**Textabschnitt**

_ _ _

Und in diesem Jahr wird das ESC-Fieber besonders groß sein, denn aus Anlass des sechzigsten Geburtstages hat die Europäische Rundfunkunion (EBU) das australische Fernsehen SBS eingeladen, ganz ordentlich am Wettbewerb teilzunehmen und einen Kandidaten zu schicken – eine Entscheidung, die selbst hart gesottene ESC-Fans in Überraschung und Verzückung versetzte. Der 33-jährige Guy Sebastian zählt in seiner Heimat gerade zu den erfolgreichsten Popstars, versteht zweifellos sein musikalisches Handwerk, hat eine Superstimme und präsentiert mit „Tonight Again“ einen coolen Feelgood-Popsong mit fetten Bläser-Grooves und klarer Ohrwurm-Qualität.

Musikalisch blamieren wird sich der fünfte Kontinent bei seinem Gastspiel in Europa also ganz sicher nicht, die Wettbüros zählen Sebastian sogar zu den Favoriten auf einen Sieg. Wenn es entsprechende Punkte aus allen Ländern gibt, wird die EBU das auch ganz sicher nicht unterbinden. Allerdings wird sie dann von der Regel abweichen, das Siegerland auch den nächstjährien Song Contest ausrichten zu lassen – nicht nur, dass eine solche Fernreise für alle Teilnehmer zu teuer wäre. Auch die Übertragung der ESC-Shows aus Sydney oder Melbourne würde wegen der Zeitverschiebung zu große Probleme bereiten. Falls Australien in Wien gewinnt, wird der ESC 2016 darum von einem der großen EBU-Finanziers ausgetragen – Gerüchten zufolge hätte sogar Deutschland dann die besten Karten.

_ _ _

**Datenauszug**
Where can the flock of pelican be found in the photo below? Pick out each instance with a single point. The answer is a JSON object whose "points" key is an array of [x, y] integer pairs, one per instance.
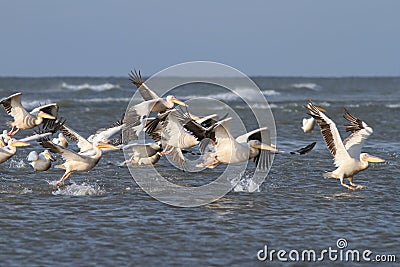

_ _ _

Zitiere aus dem Textabschnitt wortgetreu alles von „Und in diesem“ bis einschließlich „und klarer Ohrwurm-Qualität.“.

Und in diesem Jahr wird das ESC-Fieber besonders groß sein, denn aus Anlass des sechzigsten Geburtstages hat die Europäische Rundfunkunion (EBU) das australische Fernsehen SBS eingeladen, ganz ordentlich am Wettbewerb teilzunehmen und einen Kandidaten zu schicken – eine Entscheidung, die selbst hart gesottene ESC-Fans in Überraschung und Verzückung versetzte. Der 33-jährige Guy Sebastian zählt in seiner Heimat gerade zu den erfolgreichsten Popstars, versteht zweifellos sein musikalisches Handwerk, hat eine Superstimme und präsentiert mit „Tonight Again“ einen coolen Feelgood-Popsong mit fetten Bläser-Grooves und klarer Ohrwurm-Qualität.